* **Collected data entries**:

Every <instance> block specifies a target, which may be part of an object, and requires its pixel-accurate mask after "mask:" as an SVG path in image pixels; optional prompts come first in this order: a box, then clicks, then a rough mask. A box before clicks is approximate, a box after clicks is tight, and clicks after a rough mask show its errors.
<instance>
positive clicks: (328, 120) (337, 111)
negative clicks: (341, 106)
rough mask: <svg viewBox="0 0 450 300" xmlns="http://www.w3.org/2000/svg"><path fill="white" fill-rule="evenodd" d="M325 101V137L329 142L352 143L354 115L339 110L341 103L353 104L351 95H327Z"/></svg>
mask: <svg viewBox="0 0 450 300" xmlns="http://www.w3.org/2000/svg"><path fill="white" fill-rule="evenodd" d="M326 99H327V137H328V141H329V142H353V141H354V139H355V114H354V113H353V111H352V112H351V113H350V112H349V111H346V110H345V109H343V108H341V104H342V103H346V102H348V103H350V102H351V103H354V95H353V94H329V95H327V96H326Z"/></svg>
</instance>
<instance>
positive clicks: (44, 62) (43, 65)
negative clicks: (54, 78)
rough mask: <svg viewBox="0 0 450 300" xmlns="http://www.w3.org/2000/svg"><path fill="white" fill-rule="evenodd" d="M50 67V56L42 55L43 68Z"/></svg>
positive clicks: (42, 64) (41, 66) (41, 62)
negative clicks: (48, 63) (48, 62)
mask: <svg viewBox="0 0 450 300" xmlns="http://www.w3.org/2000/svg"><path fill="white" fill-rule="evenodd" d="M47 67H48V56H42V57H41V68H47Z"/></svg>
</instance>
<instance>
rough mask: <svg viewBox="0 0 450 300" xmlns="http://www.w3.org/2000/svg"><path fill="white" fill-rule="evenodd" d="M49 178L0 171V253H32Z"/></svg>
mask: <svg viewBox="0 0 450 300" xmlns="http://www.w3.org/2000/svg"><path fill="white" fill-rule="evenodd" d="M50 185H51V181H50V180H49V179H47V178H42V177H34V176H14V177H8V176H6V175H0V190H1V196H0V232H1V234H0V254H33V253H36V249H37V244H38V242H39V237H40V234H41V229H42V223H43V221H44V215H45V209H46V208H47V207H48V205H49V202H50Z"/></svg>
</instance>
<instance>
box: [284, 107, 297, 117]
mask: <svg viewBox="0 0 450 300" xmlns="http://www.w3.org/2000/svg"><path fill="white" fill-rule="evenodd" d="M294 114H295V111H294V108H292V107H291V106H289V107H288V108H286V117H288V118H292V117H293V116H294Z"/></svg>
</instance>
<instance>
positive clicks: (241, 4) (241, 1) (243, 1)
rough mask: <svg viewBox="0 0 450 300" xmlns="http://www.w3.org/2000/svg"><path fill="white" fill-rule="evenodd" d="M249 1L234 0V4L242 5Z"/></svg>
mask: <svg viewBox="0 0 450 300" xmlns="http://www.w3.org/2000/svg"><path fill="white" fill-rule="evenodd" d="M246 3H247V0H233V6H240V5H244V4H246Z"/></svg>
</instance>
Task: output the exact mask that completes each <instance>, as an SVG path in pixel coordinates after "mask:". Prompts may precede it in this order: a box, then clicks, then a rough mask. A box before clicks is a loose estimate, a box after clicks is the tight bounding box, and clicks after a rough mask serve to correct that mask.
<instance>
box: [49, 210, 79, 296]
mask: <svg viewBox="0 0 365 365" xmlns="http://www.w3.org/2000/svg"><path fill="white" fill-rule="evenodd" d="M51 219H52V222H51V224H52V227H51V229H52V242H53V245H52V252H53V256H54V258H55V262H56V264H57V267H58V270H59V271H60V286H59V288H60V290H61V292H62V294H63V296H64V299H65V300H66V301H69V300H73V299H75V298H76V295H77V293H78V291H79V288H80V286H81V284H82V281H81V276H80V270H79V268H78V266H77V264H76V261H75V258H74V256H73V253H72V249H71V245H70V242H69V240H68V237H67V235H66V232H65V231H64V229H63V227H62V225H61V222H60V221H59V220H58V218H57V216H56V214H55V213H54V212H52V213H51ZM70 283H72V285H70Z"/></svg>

* **WHAT THE EXERCISE ASKS**: Each entry above should be output again, precisely as given.

* **SOLUTION TO THIS EXERCISE**:
Every <instance> block specifies a target, which may be part of an object, and requires its pixel-accurate mask after "mask:" as an SVG path in image pixels; optional prompts come first in this order: a box, then clicks, then a rough mask. A box before clicks is approximate, a box after clicks is tight, and clicks after a rough mask show its errors.
<instance>
positive clicks: (328, 120) (337, 111)
negative clicks: (341, 106)
rough mask: <svg viewBox="0 0 450 300" xmlns="http://www.w3.org/2000/svg"><path fill="white" fill-rule="evenodd" d="M325 101V137L329 142L352 143L354 115L339 110L341 103L353 104L351 95H327Z"/></svg>
mask: <svg viewBox="0 0 450 300" xmlns="http://www.w3.org/2000/svg"><path fill="white" fill-rule="evenodd" d="M326 99H327V137H328V141H329V142H353V141H354V139H355V114H354V113H353V111H352V112H351V113H350V112H349V111H346V110H345V109H343V108H341V104H342V103H346V102H348V103H350V102H351V103H354V95H353V94H329V95H327V96H326Z"/></svg>
</instance>
<instance>
positive clicks: (44, 62) (43, 65)
negative clicks: (54, 78)
rough mask: <svg viewBox="0 0 450 300" xmlns="http://www.w3.org/2000/svg"><path fill="white" fill-rule="evenodd" d="M50 67V56L42 55L43 68Z"/></svg>
positive clicks: (42, 64) (41, 66) (41, 62)
negative clicks: (48, 63) (48, 62)
mask: <svg viewBox="0 0 450 300" xmlns="http://www.w3.org/2000/svg"><path fill="white" fill-rule="evenodd" d="M47 67H48V56H42V57H41V68H47Z"/></svg>
</instance>
<instance>
rough mask: <svg viewBox="0 0 450 300" xmlns="http://www.w3.org/2000/svg"><path fill="white" fill-rule="evenodd" d="M49 178L0 171V253H32Z"/></svg>
mask: <svg viewBox="0 0 450 300" xmlns="http://www.w3.org/2000/svg"><path fill="white" fill-rule="evenodd" d="M50 185H51V181H50V180H49V179H47V178H42V177H34V176H14V177H8V176H6V175H0V190H1V196H0V232H1V234H0V254H33V253H36V249H37V244H38V242H39V237H40V234H41V229H42V223H43V221H44V215H45V209H46V208H47V207H48V205H49V202H50Z"/></svg>
</instance>
<instance>
box: [284, 107, 297, 117]
mask: <svg viewBox="0 0 450 300" xmlns="http://www.w3.org/2000/svg"><path fill="white" fill-rule="evenodd" d="M294 114H295V111H294V108H292V107H291V106H289V107H288V108H286V117H288V118H292V117H293V116H294Z"/></svg>
</instance>
<instance>
positive clicks: (241, 4) (241, 1) (243, 1)
rough mask: <svg viewBox="0 0 450 300" xmlns="http://www.w3.org/2000/svg"><path fill="white" fill-rule="evenodd" d="M249 1L234 0V4L242 5Z"/></svg>
mask: <svg viewBox="0 0 450 300" xmlns="http://www.w3.org/2000/svg"><path fill="white" fill-rule="evenodd" d="M246 3H247V0H233V6H240V5H244V4H246Z"/></svg>
</instance>
Task: output the exact mask that completes each <instance>, as an SVG path in pixel coordinates after "mask:". Prompts may precede it in this order: a box, then clicks, then a rough mask. A box before clicks is a loose estimate, a box after clicks is the tight bounding box, and clicks after a rough mask serve to correct that mask.
<instance>
box: [49, 210, 79, 296]
mask: <svg viewBox="0 0 365 365" xmlns="http://www.w3.org/2000/svg"><path fill="white" fill-rule="evenodd" d="M51 219H52V222H51V224H52V227H51V229H52V242H53V245H52V252H53V256H54V258H55V262H56V264H57V267H58V270H59V271H60V286H59V288H60V290H61V292H62V294H63V296H64V299H65V300H66V301H69V300H73V299H75V298H76V295H77V293H78V291H79V288H80V286H81V284H82V281H81V276H80V270H79V268H78V266H77V264H76V261H75V258H74V256H73V253H72V249H71V245H70V242H69V240H68V237H67V235H66V232H65V231H64V229H63V227H62V225H61V222H60V221H59V220H58V218H57V216H56V214H55V213H54V212H52V213H51ZM70 283H72V285H70Z"/></svg>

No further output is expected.